[Text start]
An Order Reinstating a Removal Order is Not a Final Removal Order

A Reinstated Deportation Order is Not a Final Deportation Order For The Purpose of Obtaining Appellate Court Review.


 

The procedural history, facts of record, holding and rationale in Argueta-Hernandez v. Garland (July 10, 2023) No. 22-60307 are as follows:

 

Case History

The Department of Homeland Security (“DHS”) reinstated a previous removal order relating to the Petitioner.

 

The Petitioner did not contest the reinstituted removal order, but filed applications for withholding of removal and protection under the Convention Against Torture (“CAT”).

 

In a subsequent hearing, an Immigration Judge denied the Petitioner’s applications.

 

The Petitioner appealed to the Board of Immigration Appeals (“BIA”).

 

The BIA agreed with the Immigration Judge and dismissed the Petitioner’s appeal.

 

The Petitioner then filed a petition for review of the BIA’s decision.

 

 

Facts

  • The Petitioner is a native of El Salvador who entered the United States around 2003 and was ordered removed in 2007.  The Petitioner then returned to the United States in 2010, 2018, and 2019.
  • In September 2019, the DHS reinstated the Petitioner’s 2007 removal order.
  • On this occasion, the Petitioner alleged fear of persecution from a criminal gang known as the “MS-13,” and based on this rationale filed applications for relief from removal known as withholding of removal under section 241(b)(3) of the Immigration and Nationality Act, as amended (“the Act”) and CAT.
  • An immigration judge denied his application and, on April 27, 2022, the BIA dismissed his appeal.
  • The Petitioner filed a petition for review on May 26, 2022.
[Text end]
[Material supplied start]
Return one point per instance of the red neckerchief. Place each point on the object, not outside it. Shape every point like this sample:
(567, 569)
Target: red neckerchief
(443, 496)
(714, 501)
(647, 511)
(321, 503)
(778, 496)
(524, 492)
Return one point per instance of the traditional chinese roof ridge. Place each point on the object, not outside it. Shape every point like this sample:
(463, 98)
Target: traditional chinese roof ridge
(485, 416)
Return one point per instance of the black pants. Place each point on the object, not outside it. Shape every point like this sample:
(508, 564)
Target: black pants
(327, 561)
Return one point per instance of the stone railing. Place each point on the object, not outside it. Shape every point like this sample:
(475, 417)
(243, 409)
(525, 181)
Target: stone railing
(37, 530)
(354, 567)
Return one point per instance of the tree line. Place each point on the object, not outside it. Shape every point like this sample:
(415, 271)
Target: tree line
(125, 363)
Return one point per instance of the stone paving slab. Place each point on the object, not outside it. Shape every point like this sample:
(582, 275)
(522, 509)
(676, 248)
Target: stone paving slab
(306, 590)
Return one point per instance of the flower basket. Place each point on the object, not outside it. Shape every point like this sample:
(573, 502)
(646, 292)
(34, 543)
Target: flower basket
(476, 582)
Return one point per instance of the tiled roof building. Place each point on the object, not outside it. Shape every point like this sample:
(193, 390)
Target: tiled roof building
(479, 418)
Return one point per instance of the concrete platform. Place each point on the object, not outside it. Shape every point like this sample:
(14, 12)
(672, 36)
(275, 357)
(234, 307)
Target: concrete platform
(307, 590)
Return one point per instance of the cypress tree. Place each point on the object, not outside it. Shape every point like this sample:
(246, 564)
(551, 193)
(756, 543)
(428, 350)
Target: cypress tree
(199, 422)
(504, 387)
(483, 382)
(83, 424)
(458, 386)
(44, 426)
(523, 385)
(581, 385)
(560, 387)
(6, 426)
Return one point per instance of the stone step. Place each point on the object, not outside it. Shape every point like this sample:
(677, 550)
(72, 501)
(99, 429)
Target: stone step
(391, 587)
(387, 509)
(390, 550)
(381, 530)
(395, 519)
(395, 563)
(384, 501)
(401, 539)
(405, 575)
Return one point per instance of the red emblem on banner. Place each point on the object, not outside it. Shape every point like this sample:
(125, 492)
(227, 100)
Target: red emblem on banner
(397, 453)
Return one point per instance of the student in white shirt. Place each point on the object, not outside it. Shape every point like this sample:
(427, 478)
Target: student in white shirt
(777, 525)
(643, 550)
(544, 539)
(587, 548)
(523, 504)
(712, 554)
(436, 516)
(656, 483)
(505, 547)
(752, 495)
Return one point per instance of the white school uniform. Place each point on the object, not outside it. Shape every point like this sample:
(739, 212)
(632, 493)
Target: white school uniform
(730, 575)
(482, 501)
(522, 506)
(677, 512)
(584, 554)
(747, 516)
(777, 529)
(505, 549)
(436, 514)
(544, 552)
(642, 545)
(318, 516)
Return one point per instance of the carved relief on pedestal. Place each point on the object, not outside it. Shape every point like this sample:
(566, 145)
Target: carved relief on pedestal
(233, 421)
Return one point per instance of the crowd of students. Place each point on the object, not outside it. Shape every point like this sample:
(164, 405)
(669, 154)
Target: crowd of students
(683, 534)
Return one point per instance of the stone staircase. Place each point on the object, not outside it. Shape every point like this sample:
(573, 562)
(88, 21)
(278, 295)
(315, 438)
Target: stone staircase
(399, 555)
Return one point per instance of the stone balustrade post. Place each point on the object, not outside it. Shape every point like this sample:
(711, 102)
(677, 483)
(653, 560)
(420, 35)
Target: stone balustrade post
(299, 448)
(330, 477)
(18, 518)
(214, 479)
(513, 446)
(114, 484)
[Material supplied end]
> _Work to do_
1. In the article on reinstated removal orders, on what date did the BIA dismiss the Petitioner's appeal?
2. Copy everything in the article on reinstated removal orders from "The Petitioner did" down to "the Petitioner’s applications.".
3. Continue the article on reinstated removal orders after its last sentence.

> _The replies_
1. April 27, 2022

2.
The Petitioner did not contest the reinstituted removal order, but filed applications for withholding of removal and protection under the Convention Against Torture (“CAT”).

 

In a subsequent hearing, an Immigration Judge denied the Petitioner’s applications.

3.
Held

Petition for Review DISMISSED for lack of jurisdiction

 

Rationale

The Fifth Circuit Court of Appeal reasoned as follows:

 

Withholding of Removal And CAT Decisions

  • To invoke appellate court jurisdiction, a petitioner must, at a minimum, file a petition for review “no[] later than 30 days after” the order becomes final. See section 242(b)(1) of the Act.
  • The 30-day deadline under section 242(b)(1) of the Act is “mandatory and jurisdictional” and cannot be equitably tolled.  Stone v. INS, 514 U.S. 386, at 405 (1995).
  • A removal order is one that “conclud[es] that the alien is deportable or order[s] deportation.”  See section 101(a)(47)(A) of the Act.
  • Orders denying CAT relief or withholding of removal are not orders of removal because they address the “separate [] and antecedent” issue of “where an alien may be removed,” not “whether an alien” is removable.  Johnson v. Guzman Chavez, 141 S. Ct. 2271, at 2286, 2288 (2021).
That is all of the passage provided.